Mr. Hibbs, a semi-retired carpenter who used to coach middle school football, gushed over Mr. Trump’s record of accomplishments, including his appointments of conservative judges to the Supreme Court who overturned Roe v. Wade, the move of the U.S. Embassy in Israel from Tel Aviv to Jerusalem and a supercharged economy.
Maureen Myers, a retired surgical nurse from Godfrey, Illinois, said Mr. Trump was treated unfairly but managed to fulfill many of his campaign promises, unlike other Republican presidents. Those pledges from Mr. Trump’s “Make America Great Again” campaign such as increasing border security and promoting U.S. energy independence were what first attracted Ms. Myers to Mr. Trump in 2016.
Ms. Myers said there is a small window of opportunity to steer the country back in the right direction and Mr. Trump is best equipped to do it.
“Trump just keeps fighting, and I love that,” Ms. Myers said. “And I am willing to go all the way in the trenches for him.”
Updating his pitch to voters, Mr. Trump has rolled out a list of bold plans for his next administration.
He wants “baby bonuses” for young adults to “launch a new baby boom,” the development of vertical takeoff and landing vehicles for families and individuals, and a contest for plans to build 10 “freedom cities” on federal lands.
“We’ll actually build new cities in our country again,” Mr. Trump, 76, said in a video. “These freedom cities will reopen the frontier, reignite American imagination, and give hundreds of thousands of young people and other people, all hardworking families, a new shot at homeownership and, in fact, the American dream.”
Mr. Trump’s current and potential rivals have reminded voters about the Republican Party’s struggles in recent elections and made subtle digs blaming the former president.

# # # # # # #

- **Exercise instructions**
• a. Return, word for word, the stretch of the Trump campaign excerpt from "Mr. Hibbs, a" through "equipped to do it.".
• b. For each statement, say whether the Trump campaign excerpt agrees with it (yes or no), and quote the deciding words: (i) Maureen Myers is a retired surgical nurse from Godfrey, Illinois. (ii) Mr. Hibbs used to coach high school football. (iii) Mr. Trump wants a contest for plans to build 20 "freedom cities" on federal lands.
Rely solely on the excerpt itself.

# # # # # # #

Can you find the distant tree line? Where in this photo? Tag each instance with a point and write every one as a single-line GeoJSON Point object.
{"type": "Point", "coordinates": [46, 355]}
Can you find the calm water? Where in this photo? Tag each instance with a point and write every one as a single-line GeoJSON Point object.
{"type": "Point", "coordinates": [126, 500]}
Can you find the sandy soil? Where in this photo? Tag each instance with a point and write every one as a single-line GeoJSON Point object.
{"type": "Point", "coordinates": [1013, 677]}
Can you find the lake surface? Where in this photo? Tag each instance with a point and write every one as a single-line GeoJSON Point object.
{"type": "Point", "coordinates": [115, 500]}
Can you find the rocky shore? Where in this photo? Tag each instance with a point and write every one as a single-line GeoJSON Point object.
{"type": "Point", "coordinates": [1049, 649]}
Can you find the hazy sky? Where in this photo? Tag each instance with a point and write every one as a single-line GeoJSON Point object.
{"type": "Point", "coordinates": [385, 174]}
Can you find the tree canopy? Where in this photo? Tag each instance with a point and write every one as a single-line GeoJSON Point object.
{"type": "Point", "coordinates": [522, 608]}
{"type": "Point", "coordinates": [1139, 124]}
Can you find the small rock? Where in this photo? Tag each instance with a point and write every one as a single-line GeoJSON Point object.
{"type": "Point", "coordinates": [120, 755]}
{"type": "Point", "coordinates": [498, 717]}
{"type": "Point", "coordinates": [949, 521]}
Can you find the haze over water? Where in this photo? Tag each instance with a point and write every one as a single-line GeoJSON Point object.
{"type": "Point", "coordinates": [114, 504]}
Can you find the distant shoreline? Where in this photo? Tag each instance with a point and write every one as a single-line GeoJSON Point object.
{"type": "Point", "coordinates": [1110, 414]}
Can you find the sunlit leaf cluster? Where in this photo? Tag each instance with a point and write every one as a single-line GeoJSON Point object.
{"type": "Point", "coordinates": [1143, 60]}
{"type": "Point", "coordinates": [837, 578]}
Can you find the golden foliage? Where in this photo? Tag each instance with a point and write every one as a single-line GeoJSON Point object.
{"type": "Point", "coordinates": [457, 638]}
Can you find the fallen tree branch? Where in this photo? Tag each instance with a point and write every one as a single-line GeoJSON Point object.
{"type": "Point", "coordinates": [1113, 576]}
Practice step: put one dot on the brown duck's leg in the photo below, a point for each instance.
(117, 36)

# # # # # # #

- **Answers by item number**
• a.
Mr. Hibbs, a semi-retired carpenter who used to coach middle school football, gushed over Mr. Trump’s record of accomplishments, including his appointments of conservative judges to the Supreme Court who overturned Roe v. Wade, the move of the U.S. Embassy in Israel from Tel Aviv to Jerusalem and a supercharged economy.
Maureen Myers, a retired surgical nurse from Godfrey, Illinois, said Mr. Trump was treated unfairly but managed to fulfill many of his campaign promises, unlike other Republican presidents. Those pledges from Mr. Trump’s “Make America Great Again” campaign such as increasing border security and promoting U.S. energy independence were what first attracted Ms. Myers to Mr. Trump in 2016.
Ms. Myers said there is a small window of opportunity to steer the country back in the right direction and Mr. Trump is best equipped to do it.

• b.
(i) Yes: "Maureen Myers, a retired surgical nurse from Godfrey, Illinois"
(ii) No: "used to coach middle school football"
(iii) No: "a contest for plans to build 10 “freedom cities” on federal lands"